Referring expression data
Content starts

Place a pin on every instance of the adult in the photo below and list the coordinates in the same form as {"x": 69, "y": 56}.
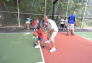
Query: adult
{"x": 71, "y": 22}
{"x": 52, "y": 32}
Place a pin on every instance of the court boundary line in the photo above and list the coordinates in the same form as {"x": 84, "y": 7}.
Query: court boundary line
{"x": 83, "y": 37}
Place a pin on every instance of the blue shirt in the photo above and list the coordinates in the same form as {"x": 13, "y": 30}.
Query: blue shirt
{"x": 71, "y": 19}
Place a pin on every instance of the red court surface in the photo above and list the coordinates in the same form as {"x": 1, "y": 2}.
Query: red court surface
{"x": 70, "y": 49}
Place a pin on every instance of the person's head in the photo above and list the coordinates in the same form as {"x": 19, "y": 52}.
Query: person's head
{"x": 45, "y": 19}
{"x": 74, "y": 12}
{"x": 38, "y": 27}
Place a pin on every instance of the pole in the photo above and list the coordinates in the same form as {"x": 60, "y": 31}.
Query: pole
{"x": 45, "y": 8}
{"x": 18, "y": 14}
{"x": 53, "y": 9}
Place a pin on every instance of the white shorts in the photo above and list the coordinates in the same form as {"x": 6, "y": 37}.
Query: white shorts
{"x": 52, "y": 36}
{"x": 70, "y": 27}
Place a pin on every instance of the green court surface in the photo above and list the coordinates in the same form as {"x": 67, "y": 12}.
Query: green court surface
{"x": 87, "y": 35}
{"x": 17, "y": 48}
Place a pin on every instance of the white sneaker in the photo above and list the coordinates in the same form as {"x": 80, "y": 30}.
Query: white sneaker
{"x": 53, "y": 49}
{"x": 37, "y": 46}
{"x": 47, "y": 41}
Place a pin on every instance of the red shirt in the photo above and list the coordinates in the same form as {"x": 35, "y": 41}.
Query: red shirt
{"x": 40, "y": 33}
{"x": 35, "y": 22}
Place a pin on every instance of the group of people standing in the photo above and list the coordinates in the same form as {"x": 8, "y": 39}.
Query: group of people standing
{"x": 68, "y": 23}
{"x": 52, "y": 31}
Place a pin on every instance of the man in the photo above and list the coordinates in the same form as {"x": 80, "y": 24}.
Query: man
{"x": 71, "y": 23}
{"x": 28, "y": 20}
{"x": 52, "y": 32}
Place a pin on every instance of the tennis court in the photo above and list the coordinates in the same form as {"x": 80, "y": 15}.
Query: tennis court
{"x": 18, "y": 48}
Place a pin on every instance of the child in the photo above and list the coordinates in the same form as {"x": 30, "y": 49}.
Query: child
{"x": 40, "y": 37}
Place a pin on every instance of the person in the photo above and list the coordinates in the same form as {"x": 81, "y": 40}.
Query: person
{"x": 71, "y": 22}
{"x": 66, "y": 23}
{"x": 28, "y": 21}
{"x": 40, "y": 37}
{"x": 52, "y": 32}
{"x": 62, "y": 24}
{"x": 35, "y": 24}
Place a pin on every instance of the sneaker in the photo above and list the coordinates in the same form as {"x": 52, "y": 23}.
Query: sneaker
{"x": 53, "y": 49}
{"x": 37, "y": 46}
{"x": 43, "y": 46}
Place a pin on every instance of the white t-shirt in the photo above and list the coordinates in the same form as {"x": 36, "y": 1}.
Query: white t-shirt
{"x": 52, "y": 25}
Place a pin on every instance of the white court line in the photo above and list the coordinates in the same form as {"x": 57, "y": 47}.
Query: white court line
{"x": 89, "y": 39}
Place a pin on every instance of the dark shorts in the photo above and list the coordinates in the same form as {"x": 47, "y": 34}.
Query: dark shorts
{"x": 62, "y": 25}
{"x": 40, "y": 39}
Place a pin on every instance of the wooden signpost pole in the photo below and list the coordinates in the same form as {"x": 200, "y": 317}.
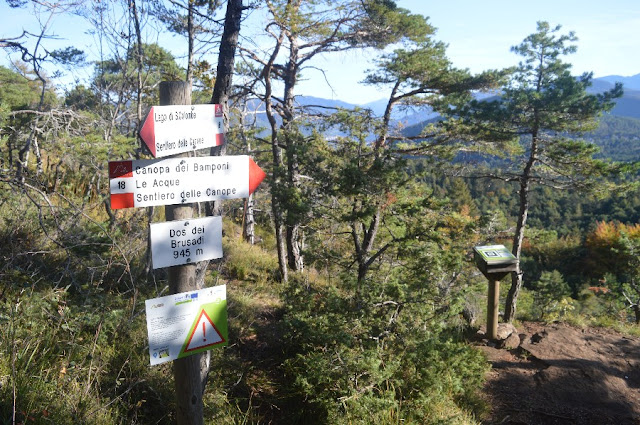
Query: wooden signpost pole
{"x": 493, "y": 298}
{"x": 186, "y": 371}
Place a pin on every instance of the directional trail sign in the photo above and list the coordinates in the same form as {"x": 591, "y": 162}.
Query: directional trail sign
{"x": 171, "y": 181}
{"x": 173, "y": 129}
{"x": 178, "y": 242}
{"x": 182, "y": 324}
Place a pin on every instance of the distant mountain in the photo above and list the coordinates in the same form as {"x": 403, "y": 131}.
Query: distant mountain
{"x": 631, "y": 83}
{"x": 629, "y": 104}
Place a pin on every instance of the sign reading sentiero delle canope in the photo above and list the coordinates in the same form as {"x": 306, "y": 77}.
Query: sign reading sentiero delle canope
{"x": 171, "y": 181}
{"x": 178, "y": 242}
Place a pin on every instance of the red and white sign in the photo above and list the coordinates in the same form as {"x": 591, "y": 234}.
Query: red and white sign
{"x": 173, "y": 129}
{"x": 170, "y": 181}
{"x": 185, "y": 241}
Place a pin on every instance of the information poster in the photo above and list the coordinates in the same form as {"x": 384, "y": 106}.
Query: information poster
{"x": 182, "y": 324}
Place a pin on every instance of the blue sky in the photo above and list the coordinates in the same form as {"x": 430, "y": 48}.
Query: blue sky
{"x": 479, "y": 35}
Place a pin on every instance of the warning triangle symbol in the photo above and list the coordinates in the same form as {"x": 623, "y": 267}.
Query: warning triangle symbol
{"x": 204, "y": 334}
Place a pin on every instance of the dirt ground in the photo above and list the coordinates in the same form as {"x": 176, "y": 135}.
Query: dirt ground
{"x": 565, "y": 375}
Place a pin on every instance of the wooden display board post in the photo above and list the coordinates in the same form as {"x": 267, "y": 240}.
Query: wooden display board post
{"x": 495, "y": 262}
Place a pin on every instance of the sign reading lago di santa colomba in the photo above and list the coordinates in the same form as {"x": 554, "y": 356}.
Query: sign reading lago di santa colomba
{"x": 174, "y": 129}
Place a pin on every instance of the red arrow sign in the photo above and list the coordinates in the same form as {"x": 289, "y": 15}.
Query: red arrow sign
{"x": 144, "y": 183}
{"x": 173, "y": 129}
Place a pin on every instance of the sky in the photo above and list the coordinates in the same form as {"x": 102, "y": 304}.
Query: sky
{"x": 479, "y": 35}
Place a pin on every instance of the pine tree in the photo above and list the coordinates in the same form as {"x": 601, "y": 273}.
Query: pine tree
{"x": 535, "y": 120}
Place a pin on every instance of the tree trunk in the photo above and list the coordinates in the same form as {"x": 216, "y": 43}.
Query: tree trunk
{"x": 294, "y": 230}
{"x": 516, "y": 277}
{"x": 191, "y": 35}
{"x": 189, "y": 384}
{"x": 278, "y": 165}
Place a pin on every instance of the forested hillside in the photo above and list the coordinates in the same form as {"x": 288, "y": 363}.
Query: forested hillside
{"x": 351, "y": 285}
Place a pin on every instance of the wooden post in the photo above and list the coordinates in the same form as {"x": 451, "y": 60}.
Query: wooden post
{"x": 493, "y": 299}
{"x": 186, "y": 371}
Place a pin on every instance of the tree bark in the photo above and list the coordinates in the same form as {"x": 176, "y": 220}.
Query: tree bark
{"x": 516, "y": 277}
{"x": 294, "y": 229}
{"x": 189, "y": 385}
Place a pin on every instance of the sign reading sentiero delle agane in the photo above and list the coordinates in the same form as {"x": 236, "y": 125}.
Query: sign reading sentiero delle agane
{"x": 178, "y": 242}
{"x": 145, "y": 183}
{"x": 173, "y": 129}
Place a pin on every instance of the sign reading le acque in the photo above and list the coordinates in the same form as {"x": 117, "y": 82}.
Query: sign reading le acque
{"x": 145, "y": 183}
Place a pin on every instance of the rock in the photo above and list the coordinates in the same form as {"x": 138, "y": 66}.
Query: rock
{"x": 512, "y": 341}
{"x": 505, "y": 330}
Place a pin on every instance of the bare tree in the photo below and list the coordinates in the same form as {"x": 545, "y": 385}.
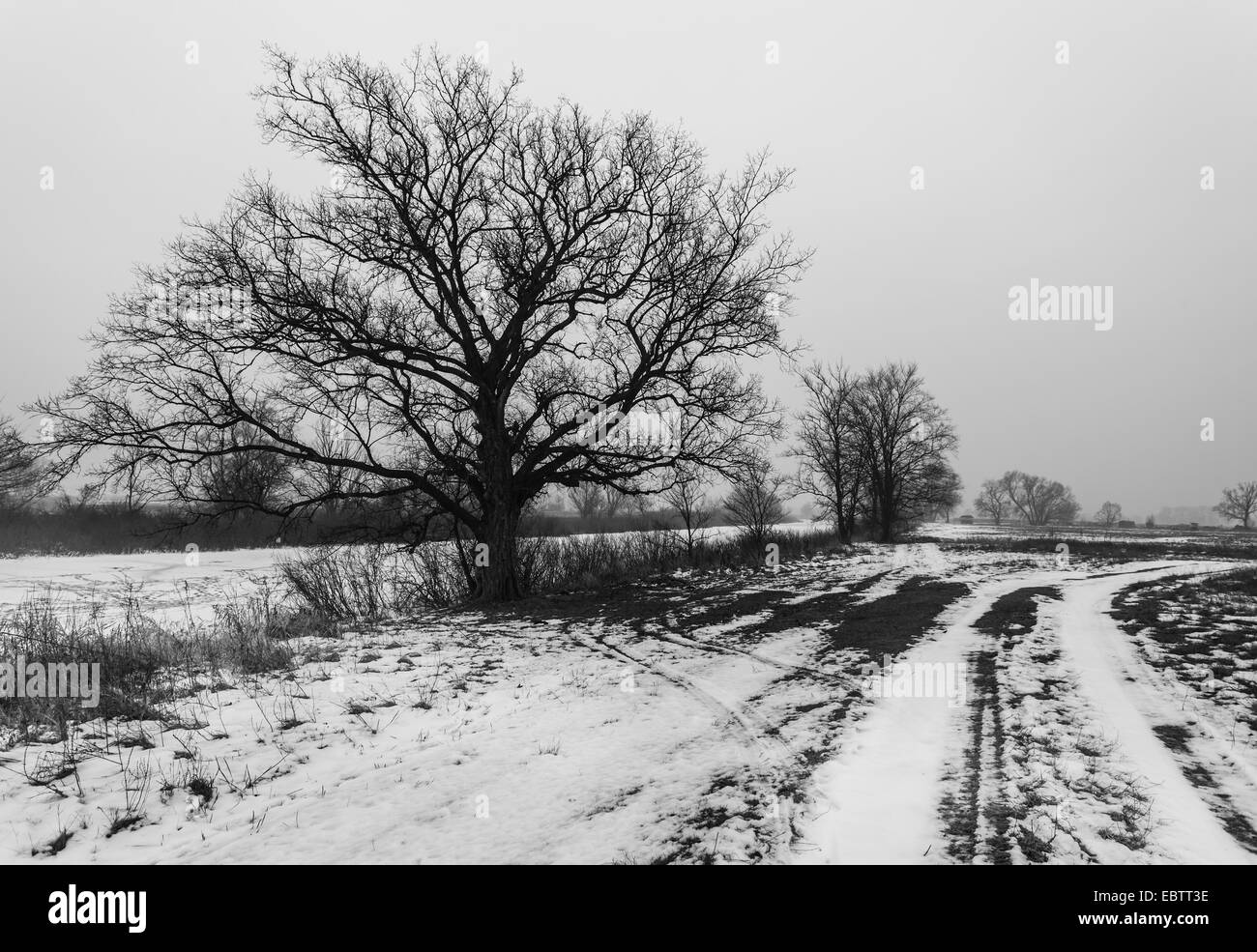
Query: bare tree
{"x": 612, "y": 502}
{"x": 687, "y": 499}
{"x": 829, "y": 446}
{"x": 1109, "y": 515}
{"x": 1039, "y": 502}
{"x": 20, "y": 474}
{"x": 1239, "y": 503}
{"x": 993, "y": 500}
{"x": 757, "y": 500}
{"x": 905, "y": 440}
{"x": 587, "y": 499}
{"x": 484, "y": 294}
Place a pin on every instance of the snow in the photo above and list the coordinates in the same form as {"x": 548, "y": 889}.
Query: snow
{"x": 464, "y": 737}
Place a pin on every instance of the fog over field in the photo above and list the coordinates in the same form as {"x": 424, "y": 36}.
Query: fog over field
{"x": 671, "y": 433}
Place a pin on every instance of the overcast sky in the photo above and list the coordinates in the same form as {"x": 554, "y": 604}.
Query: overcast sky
{"x": 1086, "y": 172}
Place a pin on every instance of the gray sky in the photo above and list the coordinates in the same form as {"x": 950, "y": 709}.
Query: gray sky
{"x": 1079, "y": 173}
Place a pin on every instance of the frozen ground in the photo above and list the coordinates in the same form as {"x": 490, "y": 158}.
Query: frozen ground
{"x": 725, "y": 717}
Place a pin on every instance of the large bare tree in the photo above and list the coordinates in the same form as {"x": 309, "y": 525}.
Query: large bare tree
{"x": 484, "y": 293}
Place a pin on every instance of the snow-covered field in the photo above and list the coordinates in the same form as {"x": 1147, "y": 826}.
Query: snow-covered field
{"x": 716, "y": 717}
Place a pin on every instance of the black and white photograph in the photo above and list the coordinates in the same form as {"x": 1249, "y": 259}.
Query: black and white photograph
{"x": 558, "y": 433}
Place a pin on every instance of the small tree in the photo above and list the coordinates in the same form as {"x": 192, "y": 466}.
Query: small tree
{"x": 829, "y": 447}
{"x": 1239, "y": 503}
{"x": 993, "y": 502}
{"x": 1109, "y": 515}
{"x": 757, "y": 500}
{"x": 1039, "y": 500}
{"x": 689, "y": 503}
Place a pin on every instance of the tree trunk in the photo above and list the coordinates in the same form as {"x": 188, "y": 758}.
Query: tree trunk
{"x": 495, "y": 558}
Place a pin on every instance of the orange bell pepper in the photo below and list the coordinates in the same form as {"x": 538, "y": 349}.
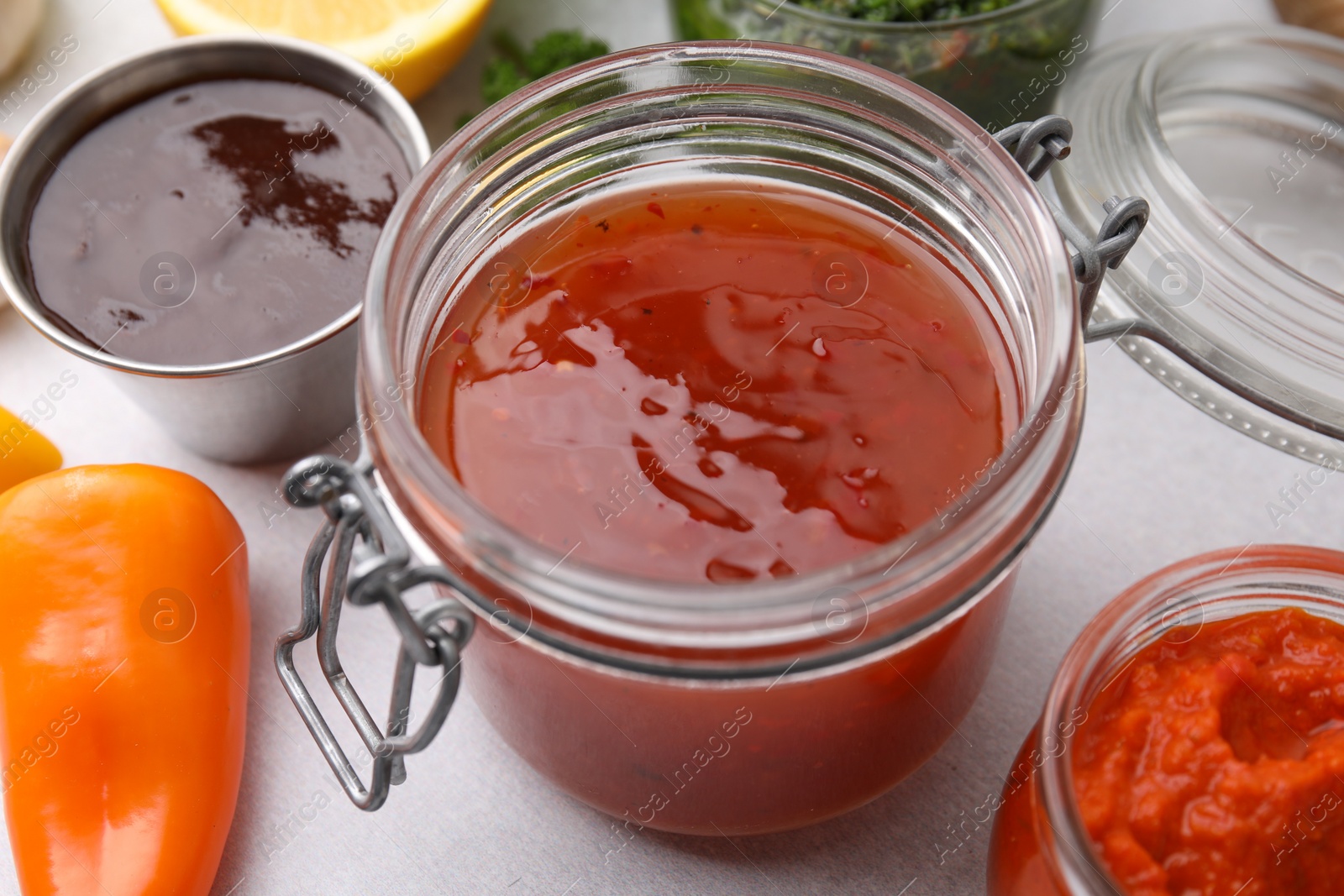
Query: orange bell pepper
{"x": 24, "y": 452}
{"x": 124, "y": 652}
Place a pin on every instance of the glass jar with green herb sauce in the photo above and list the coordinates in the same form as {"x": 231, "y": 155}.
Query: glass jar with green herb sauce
{"x": 999, "y": 65}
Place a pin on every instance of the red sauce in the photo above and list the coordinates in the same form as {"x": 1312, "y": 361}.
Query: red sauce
{"x": 1214, "y": 766}
{"x": 717, "y": 385}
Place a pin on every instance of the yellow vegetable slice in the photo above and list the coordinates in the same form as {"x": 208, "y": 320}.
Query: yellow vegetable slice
{"x": 24, "y": 452}
{"x": 413, "y": 43}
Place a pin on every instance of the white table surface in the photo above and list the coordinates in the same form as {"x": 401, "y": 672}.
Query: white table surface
{"x": 1155, "y": 481}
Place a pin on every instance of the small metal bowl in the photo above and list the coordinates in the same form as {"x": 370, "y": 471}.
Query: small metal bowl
{"x": 259, "y": 409}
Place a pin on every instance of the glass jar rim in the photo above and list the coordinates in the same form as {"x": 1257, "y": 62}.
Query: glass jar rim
{"x": 396, "y": 443}
{"x": 1238, "y": 580}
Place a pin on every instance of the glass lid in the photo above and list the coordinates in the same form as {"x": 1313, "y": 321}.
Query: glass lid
{"x": 1234, "y": 297}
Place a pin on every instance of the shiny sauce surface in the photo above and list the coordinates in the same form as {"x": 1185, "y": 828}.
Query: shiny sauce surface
{"x": 717, "y": 383}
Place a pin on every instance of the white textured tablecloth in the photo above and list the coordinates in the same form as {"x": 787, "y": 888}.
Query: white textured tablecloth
{"x": 1155, "y": 481}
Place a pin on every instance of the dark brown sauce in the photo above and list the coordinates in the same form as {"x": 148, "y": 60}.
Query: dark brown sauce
{"x": 215, "y": 222}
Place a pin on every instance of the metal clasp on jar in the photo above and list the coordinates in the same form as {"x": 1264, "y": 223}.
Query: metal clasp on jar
{"x": 1039, "y": 144}
{"x": 371, "y": 563}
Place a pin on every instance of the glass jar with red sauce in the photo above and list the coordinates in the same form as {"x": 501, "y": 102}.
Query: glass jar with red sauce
{"x": 1191, "y": 741}
{"x": 696, "y": 692}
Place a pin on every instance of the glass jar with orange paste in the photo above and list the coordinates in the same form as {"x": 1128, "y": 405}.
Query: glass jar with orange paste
{"x": 1193, "y": 741}
{"x": 729, "y": 383}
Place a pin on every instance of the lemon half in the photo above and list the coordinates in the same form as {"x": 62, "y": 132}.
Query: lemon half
{"x": 413, "y": 43}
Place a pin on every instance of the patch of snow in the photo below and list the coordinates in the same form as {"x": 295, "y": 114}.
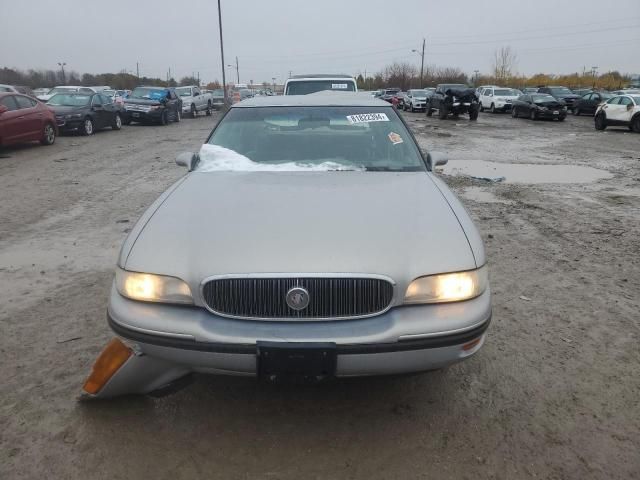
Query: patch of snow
{"x": 214, "y": 158}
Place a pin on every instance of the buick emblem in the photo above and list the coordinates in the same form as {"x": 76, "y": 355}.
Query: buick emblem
{"x": 298, "y": 298}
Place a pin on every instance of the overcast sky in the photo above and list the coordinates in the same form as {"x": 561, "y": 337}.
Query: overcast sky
{"x": 273, "y": 37}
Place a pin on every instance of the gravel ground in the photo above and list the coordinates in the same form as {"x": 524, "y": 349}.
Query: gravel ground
{"x": 554, "y": 393}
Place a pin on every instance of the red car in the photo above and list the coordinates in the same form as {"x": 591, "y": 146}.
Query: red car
{"x": 24, "y": 119}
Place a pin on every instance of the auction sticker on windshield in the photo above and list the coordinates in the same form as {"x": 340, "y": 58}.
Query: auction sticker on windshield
{"x": 367, "y": 117}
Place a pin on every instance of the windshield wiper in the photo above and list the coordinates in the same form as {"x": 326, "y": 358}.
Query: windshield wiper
{"x": 389, "y": 169}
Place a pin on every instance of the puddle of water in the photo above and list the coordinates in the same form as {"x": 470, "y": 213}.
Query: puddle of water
{"x": 479, "y": 194}
{"x": 526, "y": 172}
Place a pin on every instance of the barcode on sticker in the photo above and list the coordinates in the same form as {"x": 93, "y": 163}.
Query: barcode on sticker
{"x": 367, "y": 117}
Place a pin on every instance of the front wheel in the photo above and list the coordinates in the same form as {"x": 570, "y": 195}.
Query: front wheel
{"x": 87, "y": 126}
{"x": 48, "y": 135}
{"x": 117, "y": 122}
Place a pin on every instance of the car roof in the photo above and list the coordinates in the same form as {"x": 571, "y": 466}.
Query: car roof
{"x": 320, "y": 99}
{"x": 320, "y": 75}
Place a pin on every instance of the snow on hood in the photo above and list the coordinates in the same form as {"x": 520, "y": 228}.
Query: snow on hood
{"x": 214, "y": 158}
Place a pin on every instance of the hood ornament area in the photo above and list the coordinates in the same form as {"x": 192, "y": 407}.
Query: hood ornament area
{"x": 298, "y": 298}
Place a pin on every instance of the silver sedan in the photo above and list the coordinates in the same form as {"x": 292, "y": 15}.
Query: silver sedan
{"x": 309, "y": 239}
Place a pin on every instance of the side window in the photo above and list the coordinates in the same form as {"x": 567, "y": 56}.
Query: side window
{"x": 9, "y": 102}
{"x": 24, "y": 102}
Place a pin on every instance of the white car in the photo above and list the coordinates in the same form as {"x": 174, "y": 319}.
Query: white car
{"x": 497, "y": 99}
{"x": 66, "y": 89}
{"x": 195, "y": 100}
{"x": 621, "y": 110}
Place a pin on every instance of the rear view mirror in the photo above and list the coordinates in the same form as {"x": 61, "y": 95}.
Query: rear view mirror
{"x": 187, "y": 159}
{"x": 437, "y": 159}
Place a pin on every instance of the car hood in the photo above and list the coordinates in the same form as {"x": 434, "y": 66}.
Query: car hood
{"x": 394, "y": 224}
{"x": 140, "y": 101}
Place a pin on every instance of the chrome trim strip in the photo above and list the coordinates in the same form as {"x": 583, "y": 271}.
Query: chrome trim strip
{"x": 295, "y": 275}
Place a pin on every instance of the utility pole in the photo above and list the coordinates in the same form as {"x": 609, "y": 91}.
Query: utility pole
{"x": 64, "y": 78}
{"x": 224, "y": 80}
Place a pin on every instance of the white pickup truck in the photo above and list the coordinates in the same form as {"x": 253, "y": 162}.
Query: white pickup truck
{"x": 195, "y": 100}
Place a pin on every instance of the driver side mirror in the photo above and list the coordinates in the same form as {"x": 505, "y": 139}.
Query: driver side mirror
{"x": 437, "y": 159}
{"x": 188, "y": 159}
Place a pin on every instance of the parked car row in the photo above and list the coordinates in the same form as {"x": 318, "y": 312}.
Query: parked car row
{"x": 85, "y": 110}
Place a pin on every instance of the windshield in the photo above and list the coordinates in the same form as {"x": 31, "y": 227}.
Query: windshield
{"x": 542, "y": 98}
{"x": 69, "y": 100}
{"x": 561, "y": 91}
{"x": 148, "y": 93}
{"x": 312, "y": 86}
{"x": 311, "y": 138}
{"x": 184, "y": 91}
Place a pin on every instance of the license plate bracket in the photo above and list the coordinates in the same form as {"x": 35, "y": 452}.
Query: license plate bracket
{"x": 296, "y": 360}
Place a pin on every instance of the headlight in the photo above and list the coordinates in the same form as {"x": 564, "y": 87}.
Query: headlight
{"x": 448, "y": 287}
{"x": 148, "y": 287}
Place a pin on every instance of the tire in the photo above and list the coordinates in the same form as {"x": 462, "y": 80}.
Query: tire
{"x": 600, "y": 122}
{"x": 443, "y": 111}
{"x": 48, "y": 135}
{"x": 117, "y": 122}
{"x": 87, "y": 127}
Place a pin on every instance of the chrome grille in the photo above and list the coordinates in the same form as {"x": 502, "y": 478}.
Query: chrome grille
{"x": 329, "y": 297}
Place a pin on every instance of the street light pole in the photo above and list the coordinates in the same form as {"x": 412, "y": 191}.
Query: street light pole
{"x": 64, "y": 78}
{"x": 422, "y": 62}
{"x": 224, "y": 80}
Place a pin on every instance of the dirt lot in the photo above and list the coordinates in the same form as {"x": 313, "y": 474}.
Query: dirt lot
{"x": 554, "y": 393}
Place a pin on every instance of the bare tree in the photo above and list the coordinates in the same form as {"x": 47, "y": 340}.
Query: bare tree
{"x": 504, "y": 62}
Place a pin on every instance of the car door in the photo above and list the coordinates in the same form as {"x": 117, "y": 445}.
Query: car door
{"x": 30, "y": 117}
{"x": 10, "y": 125}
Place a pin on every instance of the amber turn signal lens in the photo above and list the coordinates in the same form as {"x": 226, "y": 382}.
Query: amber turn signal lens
{"x": 114, "y": 355}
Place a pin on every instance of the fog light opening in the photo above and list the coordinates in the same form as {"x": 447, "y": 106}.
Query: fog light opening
{"x": 110, "y": 360}
{"x": 472, "y": 344}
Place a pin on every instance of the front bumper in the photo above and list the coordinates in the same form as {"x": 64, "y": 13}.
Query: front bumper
{"x": 173, "y": 341}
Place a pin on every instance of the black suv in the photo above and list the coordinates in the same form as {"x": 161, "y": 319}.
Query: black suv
{"x": 152, "y": 104}
{"x": 453, "y": 98}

Content ends

[Task goal] Say again, exactly, only those lines of the records that run from the start through the line with "Place a pin on every instance of the white shorts". Pictures are to be skipped.

[Worked solution]
Place a pin on every instance of the adult in the photo below and list the coordinates in the same form as {"x": 69, "y": 56}.
Query: adult
{"x": 71, "y": 22}
{"x": 52, "y": 32}
Place a pin on every instance of the court boundary line in the photo above and list the coordinates in the same form as {"x": 84, "y": 7}.
Query: court boundary line
{"x": 83, "y": 37}
Place a pin on every instance of the blue shirt in the photo above and list the coordinates in the same form as {"x": 13, "y": 30}.
Query: blue shirt
{"x": 71, "y": 19}
Place a pin on every instance of the red court surface in the photo above and list the coordinates in the same form as {"x": 1, "y": 2}.
Query: red court surface
{"x": 70, "y": 49}
Place a pin on every instance of the person's head in the photo above and list the coordinates in the same form as {"x": 19, "y": 52}.
Query: person's head
{"x": 45, "y": 19}
{"x": 74, "y": 12}
{"x": 38, "y": 27}
Place a pin on every instance of the pole in the photo above and list the coordinates in the same form as {"x": 60, "y": 31}.
Query: pole
{"x": 45, "y": 8}
{"x": 18, "y": 14}
{"x": 53, "y": 9}
Place a pin on every instance of the white shorts in the photo above and list the coordinates in the same form as {"x": 6, "y": 37}.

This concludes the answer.